• **Work to complete**
The listing below should be written out exactly; please include all of it.

• **Material provided**
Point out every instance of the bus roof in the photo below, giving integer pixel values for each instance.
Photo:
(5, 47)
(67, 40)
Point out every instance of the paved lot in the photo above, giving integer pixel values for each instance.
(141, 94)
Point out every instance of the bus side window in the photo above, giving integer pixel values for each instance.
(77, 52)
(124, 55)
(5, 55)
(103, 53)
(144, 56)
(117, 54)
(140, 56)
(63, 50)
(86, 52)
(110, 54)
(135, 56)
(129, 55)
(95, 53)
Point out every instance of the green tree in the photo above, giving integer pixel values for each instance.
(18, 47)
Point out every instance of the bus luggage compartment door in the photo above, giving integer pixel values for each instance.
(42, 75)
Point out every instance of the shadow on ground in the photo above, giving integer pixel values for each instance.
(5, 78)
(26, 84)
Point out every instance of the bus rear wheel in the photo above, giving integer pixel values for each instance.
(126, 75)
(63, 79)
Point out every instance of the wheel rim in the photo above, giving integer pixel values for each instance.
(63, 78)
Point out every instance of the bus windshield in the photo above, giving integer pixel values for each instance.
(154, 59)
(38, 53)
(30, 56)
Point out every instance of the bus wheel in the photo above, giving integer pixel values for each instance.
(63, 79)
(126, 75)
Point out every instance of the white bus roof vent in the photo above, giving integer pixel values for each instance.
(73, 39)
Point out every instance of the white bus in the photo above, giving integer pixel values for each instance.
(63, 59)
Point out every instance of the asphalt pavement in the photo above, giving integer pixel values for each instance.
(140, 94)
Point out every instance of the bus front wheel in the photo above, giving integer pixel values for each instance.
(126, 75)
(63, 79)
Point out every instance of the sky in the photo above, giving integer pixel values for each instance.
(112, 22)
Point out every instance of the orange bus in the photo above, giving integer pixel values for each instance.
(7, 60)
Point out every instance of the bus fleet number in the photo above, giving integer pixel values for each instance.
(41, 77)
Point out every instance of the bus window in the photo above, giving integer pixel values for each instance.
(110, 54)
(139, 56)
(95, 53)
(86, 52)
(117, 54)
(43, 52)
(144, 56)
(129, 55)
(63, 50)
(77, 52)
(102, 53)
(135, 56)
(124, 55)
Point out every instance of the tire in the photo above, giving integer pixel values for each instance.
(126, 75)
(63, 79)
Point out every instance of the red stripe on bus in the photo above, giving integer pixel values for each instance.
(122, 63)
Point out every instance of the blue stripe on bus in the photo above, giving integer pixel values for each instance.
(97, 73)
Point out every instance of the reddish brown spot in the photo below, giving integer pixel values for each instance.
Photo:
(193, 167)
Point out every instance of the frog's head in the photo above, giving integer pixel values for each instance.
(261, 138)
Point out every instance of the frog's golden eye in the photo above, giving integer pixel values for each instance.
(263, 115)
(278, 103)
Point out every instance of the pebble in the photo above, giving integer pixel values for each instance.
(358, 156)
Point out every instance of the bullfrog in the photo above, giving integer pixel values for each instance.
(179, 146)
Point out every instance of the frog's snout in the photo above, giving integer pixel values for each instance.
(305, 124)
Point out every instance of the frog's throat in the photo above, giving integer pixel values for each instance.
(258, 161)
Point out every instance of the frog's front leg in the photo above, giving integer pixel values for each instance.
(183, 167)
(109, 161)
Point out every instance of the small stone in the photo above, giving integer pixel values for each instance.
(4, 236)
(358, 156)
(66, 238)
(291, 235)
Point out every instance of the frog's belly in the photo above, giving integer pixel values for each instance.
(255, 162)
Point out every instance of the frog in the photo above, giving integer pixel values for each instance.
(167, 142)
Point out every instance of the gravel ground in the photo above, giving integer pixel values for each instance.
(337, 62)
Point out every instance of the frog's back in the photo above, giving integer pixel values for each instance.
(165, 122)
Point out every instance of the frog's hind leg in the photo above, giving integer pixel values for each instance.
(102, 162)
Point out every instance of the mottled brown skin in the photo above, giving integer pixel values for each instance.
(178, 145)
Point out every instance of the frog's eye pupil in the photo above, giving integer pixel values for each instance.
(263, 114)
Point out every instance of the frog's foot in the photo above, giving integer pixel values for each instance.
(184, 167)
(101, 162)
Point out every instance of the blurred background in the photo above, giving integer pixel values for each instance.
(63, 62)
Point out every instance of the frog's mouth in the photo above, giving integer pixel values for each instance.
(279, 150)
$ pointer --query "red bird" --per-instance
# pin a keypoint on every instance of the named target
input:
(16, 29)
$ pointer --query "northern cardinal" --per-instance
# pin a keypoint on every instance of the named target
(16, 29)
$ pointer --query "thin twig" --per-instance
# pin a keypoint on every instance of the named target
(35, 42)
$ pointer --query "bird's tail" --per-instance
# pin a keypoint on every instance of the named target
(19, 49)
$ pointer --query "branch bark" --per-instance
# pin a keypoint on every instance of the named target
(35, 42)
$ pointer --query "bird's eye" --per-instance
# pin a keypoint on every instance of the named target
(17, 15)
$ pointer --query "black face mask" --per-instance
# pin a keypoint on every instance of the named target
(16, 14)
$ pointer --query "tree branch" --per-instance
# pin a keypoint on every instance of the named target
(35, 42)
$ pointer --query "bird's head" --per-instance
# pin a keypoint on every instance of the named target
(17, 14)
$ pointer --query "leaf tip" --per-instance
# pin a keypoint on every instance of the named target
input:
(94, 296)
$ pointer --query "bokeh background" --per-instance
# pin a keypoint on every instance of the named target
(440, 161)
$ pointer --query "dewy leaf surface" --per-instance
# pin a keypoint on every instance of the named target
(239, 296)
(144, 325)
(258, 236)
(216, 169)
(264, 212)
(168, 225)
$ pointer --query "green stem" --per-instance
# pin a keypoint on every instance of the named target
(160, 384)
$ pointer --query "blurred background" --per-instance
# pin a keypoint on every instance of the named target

• **Output**
Point out every instance of the bus roof in the photo below, giving integer pixel values for each instance.
Photo:
(5, 47)
(67, 40)
Point out every instance of the paved lot in the photo above, giving integer pixel values for each instance.
(141, 94)
Point out every instance of the bus side window in the photo above, giving integer pixel values for each instance.
(77, 52)
(124, 55)
(5, 55)
(103, 53)
(144, 56)
(117, 54)
(140, 56)
(63, 50)
(86, 52)
(110, 54)
(135, 56)
(129, 55)
(95, 53)
Point out every instance of the green tree in the photo above, giving integer pixel values for each instance.
(18, 47)
Point out every instance of the bus luggage compartment door in the photo above, giving integer pixel values for each instance.
(42, 75)
Point out every instance of the shadow on ground in the photo above, giving integer pixel values for each instance.
(5, 78)
(26, 84)
Point out every instance of the bus rear wheel in the photo above, giving integer pixel values for each instance.
(126, 75)
(63, 79)
Point out every instance of the wheel rim in the photo above, giving integer pixel values for each instance.
(63, 78)
Point out every instance of the bus windshield in the photo above, giving integer pixel values for each instance.
(154, 59)
(38, 53)
(30, 56)
Point out every instance of the bus wheel in the photo above, giving integer pixel values for each instance.
(63, 79)
(126, 75)
Point out every instance of the white bus roof vent in the photo above, giving integer pixel values for each instance.
(73, 39)
Point out every instance of the white bus in the photo above, giving integer pixel values for each instance.
(63, 59)
Point out every instance of the asphalt pavement in the photo above, giving integer pixel values for each instance.
(140, 94)
Point out every instance of the bus front wheel in the photo above, giving integer pixel values for each instance.
(126, 75)
(63, 79)
Point out every instance of the sky in the photo above, giving integer pixel values for each instance.
(112, 22)
Point out every instance of the orange bus in the photo above, giving integer pixel values for each instance.
(7, 60)
Point out every instance of the bus fleet number in the photo above, giving integer pixel values for each instance.
(41, 77)
Point out every instance of the bus window in the photo above, giving integer pixel values for each instance.
(110, 54)
(139, 56)
(95, 53)
(86, 52)
(117, 54)
(43, 52)
(144, 56)
(129, 55)
(63, 50)
(77, 52)
(102, 53)
(135, 56)
(124, 55)
Point out every instance of the tire in the photo above, giving integer pixel values for each instance.
(126, 75)
(63, 79)
Point out every instance of the red stripe on bus in the photo above, giving integer pixel values for each instance.
(122, 63)
Point out every instance of the blue stripe on bus in the photo above, giving integer pixel values for each instance.
(97, 73)
Point out every instance of the reddish brown spot in the photo below, giving integer pixel values for each instance.
Photo:
(193, 167)
Point out every instance of the frog's head in the photo above, giving integer pixel values for each instance.
(261, 138)
Point out every instance of the frog's golden eye in the photo above, giving integer pixel values for each instance.
(263, 115)
(278, 103)
Point out every instance of the pebble in the photo above, giving integer pixel values for each instance.
(358, 156)
Point out every instance of the bullfrog in the photo above, giving integer pixel values for each instance.
(179, 146)
Point out every instance of the frog's snout in the photo above, giving integer pixel values for each instance.
(305, 124)
Point out every instance of the frog's throat in the photo above, giving integer pixel values for each instance.
(258, 161)
Point out every instance of the frog's front leg in the photo above, giving integer pixel values for each instance.
(183, 167)
(109, 161)
Point out every instance of the small stone in the photo above, giving integer pixel values for each instance.
(4, 236)
(358, 156)
(66, 238)
(291, 235)
Point out every instance of the frog's belly in the photo above, giving integer pixel values for each instance.
(255, 162)
Point out every instance of the frog in the photo above, giving integer pixel values for each instance.
(167, 142)
Point out every instance of the gravel ground in the photo above, giving integer pixel values for each instance.
(337, 62)
Point out every instance of the frog's back in the photo above, giving integer pixel values for each instance.
(165, 122)
Point out every instance of the frog's hind leg in the photo above, giving integer pixel values for each instance.
(102, 162)
Point out every instance of the mottled brown skin in the photo above, giving integer pixel values for each instance.
(178, 145)
Point out every instance of the frog's eye pupil in the photo above, giving integer pixel values for each instance.
(263, 114)
Point out every instance of the frog's foot in the photo above, giving integer pixel values for each instance.
(184, 167)
(101, 162)
Point out every instance of the blurred background in the photo above, giving integer pixel values for each instance.
(63, 62)
Point out every instance of the frog's mouth in the photo above, giving integer pixel values for each instance.
(279, 150)
$ pointer --query "red bird" --per-instance
# pin a keypoint on every instance of the named target
input:
(16, 29)
$ pointer --query "northern cardinal" --per-instance
# pin a keypoint on every instance of the named target
(16, 29)
$ pointer --query "thin twig" --per-instance
# pin a keypoint on every instance of the named target
(35, 42)
$ pointer --query "bird's tail" --per-instance
# pin a keypoint on every instance of the named target
(19, 49)
$ pointer --query "branch bark" --per-instance
# pin a keypoint on every instance of the named target
(35, 42)
$ pointer --query "bird's eye" --per-instance
# pin a keypoint on every instance of the named target
(17, 15)
$ pointer --query "black face mask" --per-instance
# pin a keypoint on every instance of the named target
(16, 14)
$ pointer --query "tree branch" --per-instance
# pin a keypoint on every instance of the named target
(35, 42)
$ pointer --query "bird's head" --per-instance
# pin a keypoint on every instance of the named target
(17, 14)
$ pointer --query "leaf tip" --per-instance
# pin a keypoint on every instance of the named target
input:
(94, 296)
$ pointer --query "bokeh background" --per-instance
# pin a keypoint on every instance of the named target
(440, 161)
$ pointer --query "dewy leaf surface" --per-instance
# pin a keypoint on every instance of the named target
(239, 296)
(144, 325)
(258, 236)
(216, 169)
(264, 212)
(168, 225)
$ pointer --query "green stem" --per-instance
# pin a keypoint on every instance of the named target
(160, 384)
$ pointer --query "blurred background" --per-instance
# pin a keypoint on every instance of the named target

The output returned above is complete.